[Assignment]
Each line from the one containing "Where can the toilet be" to the end of the entries below is to be set down exactly; the pictures are not.

[Extracted data]
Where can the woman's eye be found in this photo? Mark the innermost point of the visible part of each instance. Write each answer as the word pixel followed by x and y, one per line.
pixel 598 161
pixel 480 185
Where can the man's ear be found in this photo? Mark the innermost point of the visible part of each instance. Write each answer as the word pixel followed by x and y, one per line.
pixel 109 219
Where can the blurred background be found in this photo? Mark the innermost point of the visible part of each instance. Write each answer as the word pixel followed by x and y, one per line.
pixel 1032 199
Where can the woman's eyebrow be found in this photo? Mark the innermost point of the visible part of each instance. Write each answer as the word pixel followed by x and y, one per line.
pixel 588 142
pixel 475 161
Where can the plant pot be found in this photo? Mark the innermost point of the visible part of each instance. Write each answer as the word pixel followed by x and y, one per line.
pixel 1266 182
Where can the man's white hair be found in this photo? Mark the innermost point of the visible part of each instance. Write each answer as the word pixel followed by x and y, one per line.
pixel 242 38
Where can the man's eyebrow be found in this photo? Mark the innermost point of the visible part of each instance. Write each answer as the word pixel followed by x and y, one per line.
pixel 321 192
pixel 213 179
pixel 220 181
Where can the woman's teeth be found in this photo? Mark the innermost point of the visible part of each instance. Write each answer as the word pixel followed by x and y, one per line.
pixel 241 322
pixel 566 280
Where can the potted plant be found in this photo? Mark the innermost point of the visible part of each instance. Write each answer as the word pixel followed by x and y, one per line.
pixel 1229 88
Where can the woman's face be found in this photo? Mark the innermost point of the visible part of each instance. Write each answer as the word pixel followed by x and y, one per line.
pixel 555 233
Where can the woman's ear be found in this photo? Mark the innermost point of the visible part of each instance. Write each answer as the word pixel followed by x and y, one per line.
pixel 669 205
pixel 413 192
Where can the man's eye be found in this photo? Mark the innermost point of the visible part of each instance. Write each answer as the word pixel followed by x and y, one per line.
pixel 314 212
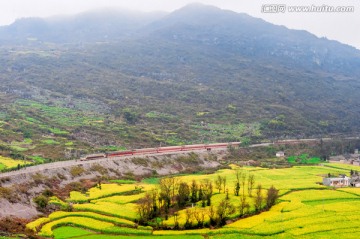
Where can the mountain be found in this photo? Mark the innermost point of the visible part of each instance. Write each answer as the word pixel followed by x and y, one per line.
pixel 198 74
pixel 100 25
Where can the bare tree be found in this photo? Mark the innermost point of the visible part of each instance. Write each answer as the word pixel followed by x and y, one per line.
pixel 223 211
pixel 251 183
pixel 238 174
pixel 258 200
pixel 199 215
pixel 272 196
pixel 145 209
pixel 183 194
pixel 189 215
pixel 218 183
pixel 194 191
pixel 243 205
pixel 224 183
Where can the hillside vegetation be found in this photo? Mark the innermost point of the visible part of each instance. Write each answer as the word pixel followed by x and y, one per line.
pixel 103 81
pixel 305 209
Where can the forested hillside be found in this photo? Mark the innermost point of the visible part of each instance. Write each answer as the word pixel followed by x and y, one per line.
pixel 111 80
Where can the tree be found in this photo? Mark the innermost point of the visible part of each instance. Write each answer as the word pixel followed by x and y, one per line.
pixel 201 196
pixel 218 183
pixel 165 194
pixel 243 205
pixel 183 195
pixel 258 198
pixel 251 183
pixel 237 188
pixel 224 183
pixel 237 182
pixel 130 116
pixel 208 190
pixel 199 215
pixel 41 201
pixel 145 209
pixel 272 196
pixel 189 214
pixel 223 211
pixel 194 191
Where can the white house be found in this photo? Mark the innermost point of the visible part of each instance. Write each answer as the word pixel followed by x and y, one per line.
pixel 342 181
pixel 355 181
pixel 280 154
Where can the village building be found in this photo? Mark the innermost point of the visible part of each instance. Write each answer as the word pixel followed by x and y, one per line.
pixel 355 181
pixel 280 154
pixel 342 181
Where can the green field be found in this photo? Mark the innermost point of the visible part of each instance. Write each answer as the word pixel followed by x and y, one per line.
pixel 8 163
pixel 305 209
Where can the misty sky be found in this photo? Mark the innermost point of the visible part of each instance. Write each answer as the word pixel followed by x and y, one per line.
pixel 343 27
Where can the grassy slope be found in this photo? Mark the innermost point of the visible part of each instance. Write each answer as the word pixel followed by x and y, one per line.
pixel 308 212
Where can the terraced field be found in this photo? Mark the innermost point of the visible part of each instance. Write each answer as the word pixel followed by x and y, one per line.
pixel 8 163
pixel 305 209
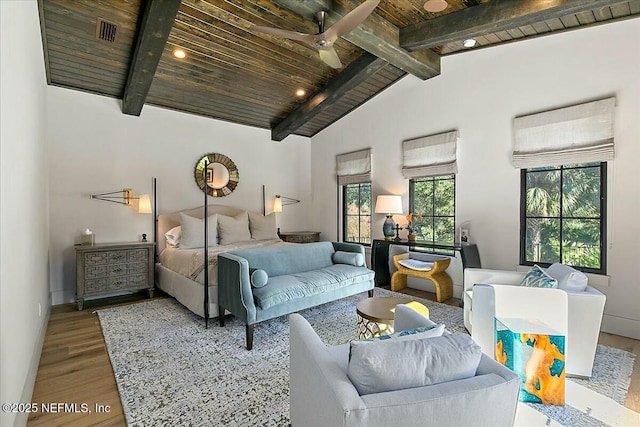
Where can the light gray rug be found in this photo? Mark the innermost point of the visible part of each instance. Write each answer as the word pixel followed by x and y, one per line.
pixel 170 370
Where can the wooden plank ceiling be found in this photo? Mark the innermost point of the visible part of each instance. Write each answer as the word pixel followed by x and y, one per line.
pixel 232 73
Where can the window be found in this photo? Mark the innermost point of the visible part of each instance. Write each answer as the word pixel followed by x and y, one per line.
pixel 434 198
pixel 356 211
pixel 563 212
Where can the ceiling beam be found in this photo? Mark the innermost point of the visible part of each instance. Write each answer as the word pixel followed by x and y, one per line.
pixel 352 76
pixel 376 36
pixel 155 27
pixel 491 17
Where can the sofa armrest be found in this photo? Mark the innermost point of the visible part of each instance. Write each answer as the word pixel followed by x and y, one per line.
pixel 234 287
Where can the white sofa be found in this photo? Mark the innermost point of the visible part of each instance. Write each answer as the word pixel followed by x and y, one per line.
pixel 584 314
pixel 321 393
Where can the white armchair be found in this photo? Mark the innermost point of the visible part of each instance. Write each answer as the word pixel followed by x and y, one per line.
pixel 583 311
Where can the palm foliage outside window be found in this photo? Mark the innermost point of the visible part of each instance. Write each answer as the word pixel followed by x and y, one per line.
pixel 563 216
pixel 356 213
pixel 434 198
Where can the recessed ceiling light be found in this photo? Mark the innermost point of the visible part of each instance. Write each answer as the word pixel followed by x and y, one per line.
pixel 469 43
pixel 435 6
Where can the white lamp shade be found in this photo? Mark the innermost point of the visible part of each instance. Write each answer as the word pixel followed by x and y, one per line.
pixel 277 204
pixel 144 204
pixel 389 204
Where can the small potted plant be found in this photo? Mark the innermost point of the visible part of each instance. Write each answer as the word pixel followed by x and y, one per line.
pixel 413 228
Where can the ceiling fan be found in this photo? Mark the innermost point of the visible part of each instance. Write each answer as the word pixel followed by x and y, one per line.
pixel 324 39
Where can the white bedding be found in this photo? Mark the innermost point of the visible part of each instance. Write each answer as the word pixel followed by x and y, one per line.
pixel 188 262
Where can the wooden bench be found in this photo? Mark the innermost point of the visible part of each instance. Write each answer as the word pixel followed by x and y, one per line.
pixel 437 275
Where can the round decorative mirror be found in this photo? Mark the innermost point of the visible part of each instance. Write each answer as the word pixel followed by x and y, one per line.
pixel 221 174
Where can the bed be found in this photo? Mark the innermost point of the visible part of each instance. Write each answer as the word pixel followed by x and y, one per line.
pixel 180 270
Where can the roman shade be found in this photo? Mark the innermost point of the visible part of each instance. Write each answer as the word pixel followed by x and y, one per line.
pixel 430 155
pixel 577 134
pixel 354 167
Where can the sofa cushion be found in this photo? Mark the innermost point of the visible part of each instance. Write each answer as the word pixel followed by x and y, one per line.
pixel 389 365
pixel 568 277
pixel 289 287
pixel 537 278
pixel 349 258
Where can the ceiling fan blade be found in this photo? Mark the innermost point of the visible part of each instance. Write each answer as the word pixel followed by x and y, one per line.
pixel 351 20
pixel 330 57
pixel 293 35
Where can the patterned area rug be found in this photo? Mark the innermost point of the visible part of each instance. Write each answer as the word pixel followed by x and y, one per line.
pixel 170 370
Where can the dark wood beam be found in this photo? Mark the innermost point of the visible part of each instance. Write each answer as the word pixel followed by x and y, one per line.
pixel 491 17
pixel 155 27
pixel 352 76
pixel 376 35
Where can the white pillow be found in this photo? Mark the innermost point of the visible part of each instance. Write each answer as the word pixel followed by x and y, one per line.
pixel 263 227
pixel 568 277
pixel 233 229
pixel 193 231
pixel 173 237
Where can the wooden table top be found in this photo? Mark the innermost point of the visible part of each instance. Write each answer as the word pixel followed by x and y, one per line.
pixel 379 309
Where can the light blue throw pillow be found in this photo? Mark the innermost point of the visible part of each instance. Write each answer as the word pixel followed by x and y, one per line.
pixel 259 278
pixel 537 278
pixel 349 258
pixel 388 365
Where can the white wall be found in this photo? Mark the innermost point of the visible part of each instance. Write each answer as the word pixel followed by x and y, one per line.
pixel 95 148
pixel 24 206
pixel 479 93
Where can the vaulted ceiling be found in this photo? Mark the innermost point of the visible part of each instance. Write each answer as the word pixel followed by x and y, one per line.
pixel 125 49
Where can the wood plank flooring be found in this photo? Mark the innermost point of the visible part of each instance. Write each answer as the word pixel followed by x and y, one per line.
pixel 75 368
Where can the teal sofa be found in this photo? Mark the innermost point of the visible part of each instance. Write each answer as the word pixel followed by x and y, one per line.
pixel 264 283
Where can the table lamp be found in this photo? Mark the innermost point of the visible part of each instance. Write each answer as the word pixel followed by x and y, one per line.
pixel 389 205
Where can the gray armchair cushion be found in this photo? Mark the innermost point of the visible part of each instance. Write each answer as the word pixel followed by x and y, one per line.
pixel 390 365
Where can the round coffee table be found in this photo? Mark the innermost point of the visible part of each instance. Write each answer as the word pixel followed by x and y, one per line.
pixel 375 316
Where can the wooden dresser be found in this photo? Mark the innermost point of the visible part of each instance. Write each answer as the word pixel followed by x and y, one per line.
pixel 299 236
pixel 114 267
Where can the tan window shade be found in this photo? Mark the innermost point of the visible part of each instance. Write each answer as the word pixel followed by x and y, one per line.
pixel 354 167
pixel 430 155
pixel 577 134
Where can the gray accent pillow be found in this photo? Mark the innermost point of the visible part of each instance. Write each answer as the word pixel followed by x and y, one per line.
pixel 380 366
pixel 193 231
pixel 233 229
pixel 349 258
pixel 263 227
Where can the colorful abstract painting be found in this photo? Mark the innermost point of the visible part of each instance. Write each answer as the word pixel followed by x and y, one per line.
pixel 538 359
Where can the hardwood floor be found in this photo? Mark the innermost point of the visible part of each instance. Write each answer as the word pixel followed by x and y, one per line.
pixel 75 368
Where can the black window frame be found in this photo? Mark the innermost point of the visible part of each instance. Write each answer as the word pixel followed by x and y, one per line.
pixel 561 217
pixel 412 183
pixel 345 213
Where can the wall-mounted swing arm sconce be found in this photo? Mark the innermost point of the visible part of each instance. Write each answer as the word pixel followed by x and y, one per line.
pixel 125 197
pixel 281 201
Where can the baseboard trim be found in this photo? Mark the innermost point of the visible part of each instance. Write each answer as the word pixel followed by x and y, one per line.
pixel 30 382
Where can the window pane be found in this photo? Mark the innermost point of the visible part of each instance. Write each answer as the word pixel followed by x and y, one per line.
pixel 543 193
pixel 444 197
pixel 423 197
pixel 581 243
pixel 352 201
pixel 444 231
pixel 542 242
pixel 581 193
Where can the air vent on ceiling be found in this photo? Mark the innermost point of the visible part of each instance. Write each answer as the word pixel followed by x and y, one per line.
pixel 106 31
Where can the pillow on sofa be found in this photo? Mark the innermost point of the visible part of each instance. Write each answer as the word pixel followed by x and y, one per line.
pixel 263 227
pixel 568 277
pixel 173 237
pixel 193 231
pixel 350 258
pixel 375 367
pixel 259 278
pixel 537 278
pixel 233 229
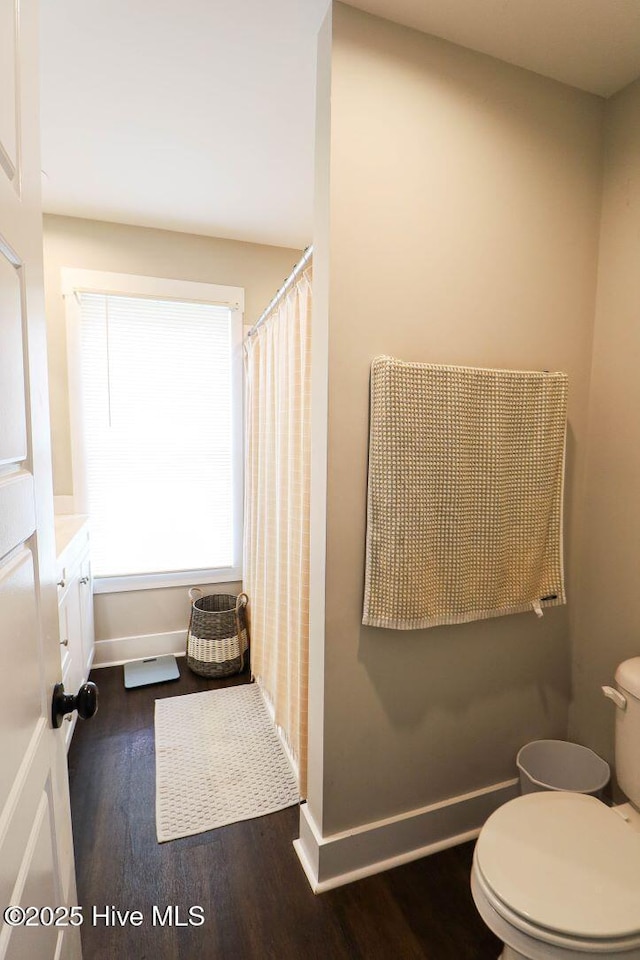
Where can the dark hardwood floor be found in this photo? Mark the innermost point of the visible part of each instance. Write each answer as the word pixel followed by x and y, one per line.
pixel 257 902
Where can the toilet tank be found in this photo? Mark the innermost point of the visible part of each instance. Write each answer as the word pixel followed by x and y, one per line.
pixel 628 730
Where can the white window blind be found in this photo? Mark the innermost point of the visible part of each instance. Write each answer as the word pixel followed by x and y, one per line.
pixel 157 411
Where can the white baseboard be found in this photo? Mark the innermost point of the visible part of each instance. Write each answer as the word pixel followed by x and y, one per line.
pixel 341 858
pixel 111 653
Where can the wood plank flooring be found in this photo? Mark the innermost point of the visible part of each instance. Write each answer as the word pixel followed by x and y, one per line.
pixel 256 899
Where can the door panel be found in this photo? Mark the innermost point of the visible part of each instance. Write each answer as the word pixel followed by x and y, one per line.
pixel 20 703
pixel 36 850
pixel 38 889
pixel 13 432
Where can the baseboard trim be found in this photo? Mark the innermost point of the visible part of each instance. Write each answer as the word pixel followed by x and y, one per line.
pixel 341 858
pixel 113 653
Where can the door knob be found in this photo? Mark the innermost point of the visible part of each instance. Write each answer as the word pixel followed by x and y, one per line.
pixel 85 702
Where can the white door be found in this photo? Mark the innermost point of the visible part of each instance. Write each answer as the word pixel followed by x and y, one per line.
pixel 36 851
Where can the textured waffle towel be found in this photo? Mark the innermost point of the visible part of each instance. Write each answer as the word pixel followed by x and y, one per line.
pixel 466 471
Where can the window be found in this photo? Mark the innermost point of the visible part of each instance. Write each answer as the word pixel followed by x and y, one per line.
pixel 158 382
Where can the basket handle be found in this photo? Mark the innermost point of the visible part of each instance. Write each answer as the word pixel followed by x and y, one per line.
pixel 241 601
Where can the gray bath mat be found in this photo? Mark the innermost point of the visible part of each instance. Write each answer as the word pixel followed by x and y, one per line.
pixel 140 673
pixel 218 760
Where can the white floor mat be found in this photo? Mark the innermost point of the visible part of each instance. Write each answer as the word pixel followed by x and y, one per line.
pixel 218 760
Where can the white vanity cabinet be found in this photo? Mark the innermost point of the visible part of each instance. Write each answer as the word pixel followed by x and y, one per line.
pixel 75 606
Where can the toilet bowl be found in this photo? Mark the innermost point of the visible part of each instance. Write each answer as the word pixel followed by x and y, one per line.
pixel 556 876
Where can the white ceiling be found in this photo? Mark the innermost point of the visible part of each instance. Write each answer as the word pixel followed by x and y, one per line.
pixel 198 115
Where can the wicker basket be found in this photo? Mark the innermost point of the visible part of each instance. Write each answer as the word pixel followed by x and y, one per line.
pixel 218 638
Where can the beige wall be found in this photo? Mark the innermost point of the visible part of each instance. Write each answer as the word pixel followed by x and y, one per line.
pixel 608 625
pixel 91 245
pixel 461 227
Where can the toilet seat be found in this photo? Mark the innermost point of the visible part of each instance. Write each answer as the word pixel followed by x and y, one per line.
pixel 565 869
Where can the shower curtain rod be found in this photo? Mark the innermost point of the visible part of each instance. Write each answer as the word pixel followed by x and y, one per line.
pixel 295 273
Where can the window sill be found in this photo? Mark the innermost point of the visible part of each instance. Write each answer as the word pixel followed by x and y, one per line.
pixel 156 581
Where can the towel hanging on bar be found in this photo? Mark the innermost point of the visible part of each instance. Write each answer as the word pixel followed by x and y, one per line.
pixel 466 474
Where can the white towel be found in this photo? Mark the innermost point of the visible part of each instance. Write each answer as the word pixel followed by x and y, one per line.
pixel 466 473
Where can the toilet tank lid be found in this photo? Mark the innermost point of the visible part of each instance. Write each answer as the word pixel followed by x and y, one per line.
pixel 628 676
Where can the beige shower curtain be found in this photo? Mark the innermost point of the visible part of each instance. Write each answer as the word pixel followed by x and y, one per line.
pixel 276 533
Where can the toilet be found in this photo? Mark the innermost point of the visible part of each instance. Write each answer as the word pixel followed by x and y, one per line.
pixel 556 875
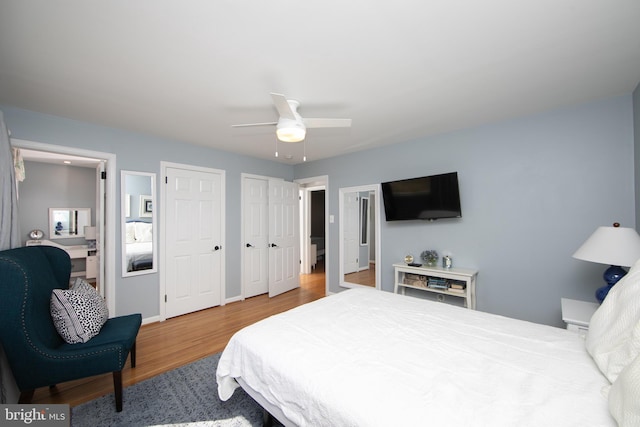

[Result below]
Where can the toilet be found in this photo? Mark the innermost point of the visible part of each instance. Write each answer as the word pixel followed by x and y, one per line.
pixel 556 875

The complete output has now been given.